**Exercise passage**
Fortunately for you, we now have the ability to influence the length of these tiny genetic clocks. You can have younger acting cells and help avoid age-related problems by maintaining your telomere length.
The science of telomere biology is always moving forward, so I want you to take these three steps to help maintain the length of your telomeres.
Step 1) Lower Your Homocysteine: This amino acid can build up inside you and threaten your heart health … but high homocysteine also triples the speed at which your telomeres shorten.10 Here’s what I use with my patients (amounts are daily) to lower homocysteine:
- Vitamin B12 – 500 mcg
- Folic acid – 800 mcg
- Vitamin B6 – 25 mg
- Riboflavin (B2) – 25 mg
- TMG (Trimethylglycine) – 500 mg
You can find these at your local health food store. If you don’t want to take them all separately, you can use the formula I give my patients.
Step 2) Take Vitamin C: Recent studies now show this antioxidant can slow telomere shortening by over 50%.11 I recommend 3000 mg per day split into two doses.
Step 3) Eat More Brightly-Colored Vegetables: People who eat the most vegetables have significantly longer telomeres. And vegetables with the most beta carotene have the biggest benefit to telomere length.12
By bright I also mean bright green, too. This also includes spirulina and chlorella, two little known but powerful superfoods.
And stay tuned because tomorrow I’m going to show you another completely natural way to maintain your telomeres. It’s a great story…
To Your Good Health,
Al Sears, MD
1. Devore E, Prescott J, De Vivo I, Grodstein F. “Relative telomere length and cognitive decline in the Nurses’ Health Study.” Neurosci Lett. 2011;492(1):15-8.
2. Wolkowitz O, et. al. “Leukocyte telomere length in major depression:” PLoS One. 2011;6(3):e17837.
3. De Meyer T, Rietzschel E, De Buyzere M, Van Criekinge W, Bekaert S. “Telomere length and cardiovascular aging: the means to the ends?” Ageing Res Rev. 2011;10(2):297-303.
4. Buxton J, Walters R, Visvikis-Siest S, Meyre D, Froguel P, Blakemore AI. “Childhood obesity is associated with shorter leukocyte telomere length.” J Clin Endocrinol Metab. 2011 May;96(5):1500-5.
5. Sanders J, et. al. “The association of cataract with leukocyte telomere length in older adults:” J Gerontol A Biol Sci Med Sci. 2011 Jun;66(6):639-45.
6. Testa R. “Leukocyte telomere length is associated with complications of Type-2 diabetes mellitus.” Diabet Med. 2011 Jun 21.
7. Masi S, et. al. “Oxidative stress, chronic inflammation, and telomere length in patients with periodontitis.” Free Radic Biol Med. 2011 Mar 15;50(6):730-5.
8. Lin L, Li T. “Alteration of telomere length of the peripheral white blood cells in patients with obstructive sleep apnea syndrome.” Nan Fang Yi Ke Da Xue Xue Bao. 2011;31(3):457-60.
9. Costenbader K, Prescott J, Zee RY, De Vivo I. “Immunosenescence and rheumatoid arthritis: does telomere shortening predict impending disease?” Autoimmun Rev. 2011;10(9):569-73.
10. Richards J, et al. Homocysteine levels and leukocyte telomere length. Atherosclerosis. 2008 Feb 14.
11. Furumoto K, et al. Age-dependent telomere shortening is slowed down by enrichment of intracellular vitamin C via suppression of oxidative stress., Life Sciences 63(11):935-48, 1998.
12. Marcon F, Siniscalchi E, Crebelli R, Saieva C, Sera F, Fortini P, Simonelli V, Palli D. “Diet-related telomere shortening and chromosome stability.” Mutagenesis. 2011 Aug 19.

**Requirement A**
Copy the telomere passage word for word from "Fortunately for you, we" to "give my patients.".
**Requirement B**
In the telomere passage, by how much do recent studies show vitamin C can slow telomere shortening?

**Data excerpts**

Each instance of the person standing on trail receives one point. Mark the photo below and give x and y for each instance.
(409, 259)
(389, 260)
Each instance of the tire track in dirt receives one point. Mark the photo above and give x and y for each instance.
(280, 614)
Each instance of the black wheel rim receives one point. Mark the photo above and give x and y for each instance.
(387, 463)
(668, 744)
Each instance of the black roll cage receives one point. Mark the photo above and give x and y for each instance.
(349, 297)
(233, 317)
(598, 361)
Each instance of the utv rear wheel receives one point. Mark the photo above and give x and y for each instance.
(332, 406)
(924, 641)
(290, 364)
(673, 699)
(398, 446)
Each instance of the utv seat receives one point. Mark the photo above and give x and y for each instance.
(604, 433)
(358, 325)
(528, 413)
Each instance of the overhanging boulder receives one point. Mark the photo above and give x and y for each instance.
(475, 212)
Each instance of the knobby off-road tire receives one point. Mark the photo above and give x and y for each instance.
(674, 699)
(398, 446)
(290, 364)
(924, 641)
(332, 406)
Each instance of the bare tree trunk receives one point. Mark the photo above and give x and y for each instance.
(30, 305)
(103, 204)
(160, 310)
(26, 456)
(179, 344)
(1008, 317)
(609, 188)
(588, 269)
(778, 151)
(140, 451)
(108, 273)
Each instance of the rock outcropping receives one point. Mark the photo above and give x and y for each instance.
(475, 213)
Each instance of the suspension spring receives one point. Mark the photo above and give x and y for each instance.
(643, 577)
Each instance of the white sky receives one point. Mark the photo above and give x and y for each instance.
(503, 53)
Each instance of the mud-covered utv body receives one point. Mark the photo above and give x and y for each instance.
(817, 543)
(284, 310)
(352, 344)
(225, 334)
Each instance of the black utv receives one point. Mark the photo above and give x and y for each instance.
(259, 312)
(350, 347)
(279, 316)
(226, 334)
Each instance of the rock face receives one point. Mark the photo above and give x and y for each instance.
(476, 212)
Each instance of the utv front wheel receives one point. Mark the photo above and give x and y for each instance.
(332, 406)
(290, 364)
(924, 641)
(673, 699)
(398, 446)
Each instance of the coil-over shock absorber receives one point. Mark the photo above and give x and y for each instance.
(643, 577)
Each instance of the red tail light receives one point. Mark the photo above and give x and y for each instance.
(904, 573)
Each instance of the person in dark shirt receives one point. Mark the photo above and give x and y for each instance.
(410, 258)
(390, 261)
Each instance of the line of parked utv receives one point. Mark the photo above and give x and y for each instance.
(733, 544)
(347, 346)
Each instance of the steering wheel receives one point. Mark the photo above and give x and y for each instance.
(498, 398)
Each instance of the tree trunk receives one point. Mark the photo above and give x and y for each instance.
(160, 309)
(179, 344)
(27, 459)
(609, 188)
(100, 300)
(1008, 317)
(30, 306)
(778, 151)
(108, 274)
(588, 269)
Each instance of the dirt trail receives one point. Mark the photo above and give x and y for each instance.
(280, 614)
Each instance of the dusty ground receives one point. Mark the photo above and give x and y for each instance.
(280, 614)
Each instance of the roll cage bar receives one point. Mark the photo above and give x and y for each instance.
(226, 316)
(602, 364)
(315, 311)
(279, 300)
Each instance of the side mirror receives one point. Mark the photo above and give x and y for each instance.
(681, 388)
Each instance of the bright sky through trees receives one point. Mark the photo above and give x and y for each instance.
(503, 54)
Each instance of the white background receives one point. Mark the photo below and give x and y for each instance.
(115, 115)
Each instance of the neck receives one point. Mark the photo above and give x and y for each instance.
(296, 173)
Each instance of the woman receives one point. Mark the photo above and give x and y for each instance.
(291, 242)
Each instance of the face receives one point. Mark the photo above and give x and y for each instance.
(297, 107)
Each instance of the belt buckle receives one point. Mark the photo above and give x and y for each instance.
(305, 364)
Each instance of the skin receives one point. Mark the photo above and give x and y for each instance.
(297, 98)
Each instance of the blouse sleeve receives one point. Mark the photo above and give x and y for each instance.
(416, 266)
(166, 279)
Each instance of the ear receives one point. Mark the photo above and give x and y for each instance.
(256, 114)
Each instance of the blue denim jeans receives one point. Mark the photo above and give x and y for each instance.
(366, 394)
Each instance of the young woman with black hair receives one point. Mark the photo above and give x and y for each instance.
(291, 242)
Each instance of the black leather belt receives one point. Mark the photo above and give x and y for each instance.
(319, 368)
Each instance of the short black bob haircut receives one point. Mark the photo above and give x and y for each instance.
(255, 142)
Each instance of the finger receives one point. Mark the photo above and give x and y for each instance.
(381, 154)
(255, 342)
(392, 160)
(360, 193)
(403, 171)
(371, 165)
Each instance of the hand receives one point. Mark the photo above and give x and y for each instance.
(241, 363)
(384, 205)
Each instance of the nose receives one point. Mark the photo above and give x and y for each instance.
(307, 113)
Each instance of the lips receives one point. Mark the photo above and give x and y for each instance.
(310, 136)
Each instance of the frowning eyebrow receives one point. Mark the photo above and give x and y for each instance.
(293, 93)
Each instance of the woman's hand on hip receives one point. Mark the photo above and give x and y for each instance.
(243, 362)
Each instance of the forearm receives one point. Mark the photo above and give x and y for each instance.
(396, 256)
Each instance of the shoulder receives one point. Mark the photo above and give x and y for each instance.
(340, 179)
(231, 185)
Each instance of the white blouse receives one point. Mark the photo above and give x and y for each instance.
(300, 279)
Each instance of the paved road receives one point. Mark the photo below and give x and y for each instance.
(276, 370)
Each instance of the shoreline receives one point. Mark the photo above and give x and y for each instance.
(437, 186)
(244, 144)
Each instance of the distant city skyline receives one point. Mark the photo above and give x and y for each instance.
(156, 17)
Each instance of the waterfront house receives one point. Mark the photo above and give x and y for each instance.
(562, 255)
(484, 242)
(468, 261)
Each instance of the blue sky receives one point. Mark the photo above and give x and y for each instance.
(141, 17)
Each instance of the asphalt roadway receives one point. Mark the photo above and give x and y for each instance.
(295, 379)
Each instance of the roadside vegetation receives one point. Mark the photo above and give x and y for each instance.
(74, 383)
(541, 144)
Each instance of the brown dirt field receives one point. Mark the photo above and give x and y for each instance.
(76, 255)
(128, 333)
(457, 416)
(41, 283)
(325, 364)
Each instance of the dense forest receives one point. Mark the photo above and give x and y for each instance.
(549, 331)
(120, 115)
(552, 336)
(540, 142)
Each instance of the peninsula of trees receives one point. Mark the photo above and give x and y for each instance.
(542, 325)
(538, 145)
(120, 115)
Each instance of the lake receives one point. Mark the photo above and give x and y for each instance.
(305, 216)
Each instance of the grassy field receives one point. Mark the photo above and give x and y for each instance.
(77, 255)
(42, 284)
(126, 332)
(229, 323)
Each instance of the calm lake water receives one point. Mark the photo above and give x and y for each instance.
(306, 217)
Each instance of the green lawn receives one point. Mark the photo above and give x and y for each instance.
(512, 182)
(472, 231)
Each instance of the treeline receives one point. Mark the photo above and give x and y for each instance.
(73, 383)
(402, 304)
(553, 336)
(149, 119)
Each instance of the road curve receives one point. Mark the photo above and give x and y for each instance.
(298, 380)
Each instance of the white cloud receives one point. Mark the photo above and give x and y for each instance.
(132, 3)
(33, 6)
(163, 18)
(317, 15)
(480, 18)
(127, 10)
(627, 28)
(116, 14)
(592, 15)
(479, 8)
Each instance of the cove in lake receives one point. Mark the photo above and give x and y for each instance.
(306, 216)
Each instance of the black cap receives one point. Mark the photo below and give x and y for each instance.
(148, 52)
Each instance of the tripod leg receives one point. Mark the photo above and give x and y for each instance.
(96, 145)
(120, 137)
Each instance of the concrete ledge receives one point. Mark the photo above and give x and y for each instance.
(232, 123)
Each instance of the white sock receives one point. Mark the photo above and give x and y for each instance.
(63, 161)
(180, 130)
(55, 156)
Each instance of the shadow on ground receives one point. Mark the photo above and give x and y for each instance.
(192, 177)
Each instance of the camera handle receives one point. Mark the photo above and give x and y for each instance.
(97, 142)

**Response box A**
Fortunately for you, we now have the ability to influence the length of these tiny genetic clocks. You can have younger acting cells and help avoid age-related problems by maintaining your telomere length.
The science of telomere biology is always moving forward, so I want you to take these three steps to help maintain the length of your telomeres.
Step 1) Lower Your Homocysteine: This amino acid can build up inside you and threaten your heart health … but high homocysteine also triples the speed at which your telomeres shorten.10 Here’s what I use with my patients (amounts are daily) to lower homocysteine:
- Vitamin B12 – 500 mcg
- Folic acid – 800 mcg
- Vitamin B6 – 25 mg
- Riboflavin (B2) – 25 mg
- TMG (Trimethylglycine) – 500 mg
You can find these at your local health food store. If you don’t want to take them all separately, you can use the formula I give my patients.

**Response box B**
By over 50%.